DESCRIPTION OF THE TASK. A verbatim transcription of every record below is required.

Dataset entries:
= = = = =
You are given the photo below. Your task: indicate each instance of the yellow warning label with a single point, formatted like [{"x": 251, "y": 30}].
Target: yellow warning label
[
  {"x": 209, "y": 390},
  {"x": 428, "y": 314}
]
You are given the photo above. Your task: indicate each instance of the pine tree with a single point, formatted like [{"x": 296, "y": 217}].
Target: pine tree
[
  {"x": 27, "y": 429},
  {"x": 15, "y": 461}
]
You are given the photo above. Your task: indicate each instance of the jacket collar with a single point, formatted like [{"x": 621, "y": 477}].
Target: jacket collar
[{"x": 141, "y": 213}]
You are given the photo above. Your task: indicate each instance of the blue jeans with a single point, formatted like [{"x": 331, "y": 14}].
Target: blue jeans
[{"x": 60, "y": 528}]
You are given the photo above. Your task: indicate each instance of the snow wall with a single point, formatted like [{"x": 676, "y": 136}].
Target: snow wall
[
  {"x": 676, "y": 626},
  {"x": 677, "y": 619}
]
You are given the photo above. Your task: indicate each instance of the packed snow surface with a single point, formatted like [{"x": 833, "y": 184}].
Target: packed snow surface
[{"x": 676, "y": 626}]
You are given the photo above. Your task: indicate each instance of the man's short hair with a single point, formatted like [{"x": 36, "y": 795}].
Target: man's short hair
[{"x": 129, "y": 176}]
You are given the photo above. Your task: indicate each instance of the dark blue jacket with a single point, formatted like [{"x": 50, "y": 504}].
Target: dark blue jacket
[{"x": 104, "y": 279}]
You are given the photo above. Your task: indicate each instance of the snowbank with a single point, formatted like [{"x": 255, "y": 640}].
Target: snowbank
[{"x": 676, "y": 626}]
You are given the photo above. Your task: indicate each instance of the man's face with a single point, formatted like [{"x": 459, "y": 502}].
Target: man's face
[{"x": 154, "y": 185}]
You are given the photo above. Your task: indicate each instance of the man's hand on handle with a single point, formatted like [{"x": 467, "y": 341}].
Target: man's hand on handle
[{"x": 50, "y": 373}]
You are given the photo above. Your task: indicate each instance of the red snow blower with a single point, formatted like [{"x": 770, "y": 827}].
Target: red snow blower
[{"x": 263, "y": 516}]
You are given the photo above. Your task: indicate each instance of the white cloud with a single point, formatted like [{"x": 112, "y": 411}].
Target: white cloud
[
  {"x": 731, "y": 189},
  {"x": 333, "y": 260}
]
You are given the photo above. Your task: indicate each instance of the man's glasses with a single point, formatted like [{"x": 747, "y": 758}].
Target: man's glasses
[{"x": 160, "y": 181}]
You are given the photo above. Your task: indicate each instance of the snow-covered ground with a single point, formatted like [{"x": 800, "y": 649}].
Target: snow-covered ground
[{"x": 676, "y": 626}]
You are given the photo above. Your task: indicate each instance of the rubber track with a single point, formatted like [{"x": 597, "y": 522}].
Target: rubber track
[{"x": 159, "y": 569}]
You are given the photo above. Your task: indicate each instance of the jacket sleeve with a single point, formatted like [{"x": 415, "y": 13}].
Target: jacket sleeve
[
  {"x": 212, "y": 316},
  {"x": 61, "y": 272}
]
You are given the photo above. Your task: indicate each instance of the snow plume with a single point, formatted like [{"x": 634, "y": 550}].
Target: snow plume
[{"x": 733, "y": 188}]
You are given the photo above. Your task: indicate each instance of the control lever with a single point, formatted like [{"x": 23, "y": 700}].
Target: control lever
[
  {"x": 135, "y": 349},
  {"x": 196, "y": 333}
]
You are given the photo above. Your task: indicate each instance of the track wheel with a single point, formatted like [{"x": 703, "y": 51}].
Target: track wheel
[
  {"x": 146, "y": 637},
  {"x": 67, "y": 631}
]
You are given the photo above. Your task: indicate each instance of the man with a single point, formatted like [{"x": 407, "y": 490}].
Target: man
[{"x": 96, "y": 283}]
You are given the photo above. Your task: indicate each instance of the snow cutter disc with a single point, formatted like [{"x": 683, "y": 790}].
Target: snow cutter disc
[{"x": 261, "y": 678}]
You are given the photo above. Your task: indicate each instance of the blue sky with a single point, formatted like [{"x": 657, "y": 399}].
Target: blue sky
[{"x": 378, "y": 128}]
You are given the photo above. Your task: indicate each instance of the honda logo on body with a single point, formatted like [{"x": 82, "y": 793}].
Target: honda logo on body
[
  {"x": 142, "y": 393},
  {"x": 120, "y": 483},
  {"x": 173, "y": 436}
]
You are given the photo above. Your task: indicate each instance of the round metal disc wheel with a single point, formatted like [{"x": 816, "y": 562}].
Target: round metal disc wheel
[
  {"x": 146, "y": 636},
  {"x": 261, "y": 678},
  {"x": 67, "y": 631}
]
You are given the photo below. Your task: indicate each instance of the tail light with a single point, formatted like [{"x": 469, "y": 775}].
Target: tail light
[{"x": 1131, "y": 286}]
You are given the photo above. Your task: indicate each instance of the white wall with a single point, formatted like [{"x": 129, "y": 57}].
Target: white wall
= = = = =
ANSWER TO THIS TASK.
You are given the photo below. Your task: indicate each instance of the yellow warning label with a single point, formatted like [{"x": 251, "y": 30}].
Target: yellow warning label
[
  {"x": 209, "y": 390},
  {"x": 428, "y": 314}
]
You are given the photo above. Your task: indicate each instance of the pine tree with a single point, formatted like [{"x": 296, "y": 217}].
Target: pine tree
[
  {"x": 27, "y": 429},
  {"x": 15, "y": 461}
]
You are given the photo above. Your task: indicate each instance of the jacket collar with a single point, formatted like [{"x": 621, "y": 477}].
Target: jacket collar
[{"x": 141, "y": 213}]
You are given the photo above. Your task: indicate each instance of the blue jeans with a single point, formatted like [{"x": 331, "y": 14}].
Target: blue jeans
[{"x": 60, "y": 528}]
You are given the photo above. Your task: indicate each instance of the snow wall with a single point, formatted like [{"x": 676, "y": 136}].
Target: snow wall
[
  {"x": 676, "y": 626},
  {"x": 677, "y": 619}
]
You are given the photo above. Your task: indicate each instance of the packed snow surface with a single point, formatted like [{"x": 833, "y": 184}].
Target: packed snow surface
[{"x": 676, "y": 626}]
You are given the photo above. Your task: indicate each instance of the man's short hair with a single point, formatted like [{"x": 36, "y": 795}].
Target: man's short hair
[{"x": 129, "y": 176}]
You are given the photo above. Your task: indicate each instance of the dark blue jacket with a single point, formatted like [{"x": 50, "y": 504}].
Target: dark blue jacket
[{"x": 104, "y": 279}]
You are given the photo above. Your task: indicate each instance of the snowbank with a single point, formatted like [{"x": 255, "y": 640}].
Target: snowbank
[{"x": 676, "y": 626}]
You are given the photo above. Your task: indicate each instance of the man's face with a single point, formatted like [{"x": 459, "y": 502}].
Target: man's face
[{"x": 154, "y": 185}]
You are given the photo above. Your task: indicate each instance of the man's hand on handle with a single point, formatted like [{"x": 467, "y": 341}].
Target: man's hand on handle
[{"x": 50, "y": 373}]
You are given the photo above. Your task: indicate each instance of the red snow blower with a single point, formatted like [{"x": 770, "y": 827}].
Target: red snow blower
[{"x": 263, "y": 516}]
You are given the photo above. Your task: indicate each instance of the white cloud with a single point, formatted like [{"x": 112, "y": 411}].
Target: white cloud
[
  {"x": 731, "y": 189},
  {"x": 333, "y": 260}
]
You are given the photo above. Your task: indicate each instance of the man's glasses with a single point, formatted like [{"x": 747, "y": 758}].
Target: man's glasses
[{"x": 160, "y": 181}]
You are given the photo above. Your task: indicate each instance of the snow-covered ground with a single point, formatted like [{"x": 800, "y": 649}].
Target: snow-covered ground
[{"x": 676, "y": 626}]
You are given the photo above. Your task: indicate each instance of the rubber track with a single point, formatted like [{"x": 597, "y": 522}].
Target: rubber track
[{"x": 159, "y": 569}]
You are given the photo above. Your task: indicate each instance of the jacket sleeve with a single point, formatted like [{"x": 415, "y": 13}].
Target: jacket sleeve
[
  {"x": 212, "y": 316},
  {"x": 61, "y": 272}
]
You are given the photo above. Your task: indicate each instance of the snow plume with a single point, formatted like [{"x": 634, "y": 550}].
Target: snow plume
[{"x": 733, "y": 188}]
You are given the photo above. Your task: indicate each instance of the control lever with a single point, formatted like [{"x": 23, "y": 700}].
Target: control lever
[
  {"x": 135, "y": 349},
  {"x": 196, "y": 333}
]
You are given the photo above. Your task: indicate each instance of the track wheel with a single point, formatted like [{"x": 703, "y": 51}].
Target: track wheel
[
  {"x": 146, "y": 637},
  {"x": 67, "y": 631}
]
You are given the photo above. Your task: indicate each instance of the man with a single point, formatted like [{"x": 407, "y": 490}].
Target: man
[{"x": 96, "y": 283}]
You are given the photo above. Your task: indicate each instance of the snow cutter disc with a single point, formatted like [{"x": 683, "y": 790}].
Target: snow cutter disc
[{"x": 261, "y": 678}]
You are given the photo above. Your task: indicate each instance of the blue sky with a single point, formatted like [{"x": 657, "y": 399}].
Target: blue sky
[{"x": 378, "y": 128}]
You are given the photo above. Your task: indicate each instance of the honda logo on body with a single point, formatted like [{"x": 82, "y": 793}].
Target: honda logo on body
[
  {"x": 142, "y": 393},
  {"x": 120, "y": 483},
  {"x": 173, "y": 436}
]
You are given the photo above. Your task: indicate each instance of the round metal disc wheel with a single point, formatted like [{"x": 816, "y": 562}].
Target: round metal disc wheel
[
  {"x": 146, "y": 636},
  {"x": 261, "y": 678},
  {"x": 67, "y": 631}
]
You are given the photo below. Your task: indicate each instance of the tail light with a single point, formatted like [{"x": 469, "y": 775}].
Target: tail light
[{"x": 1131, "y": 286}]
You are given the photo above. Your task: indicate each instance of the white wall with a single point, formatted like [{"x": 129, "y": 57}].
Target: white wall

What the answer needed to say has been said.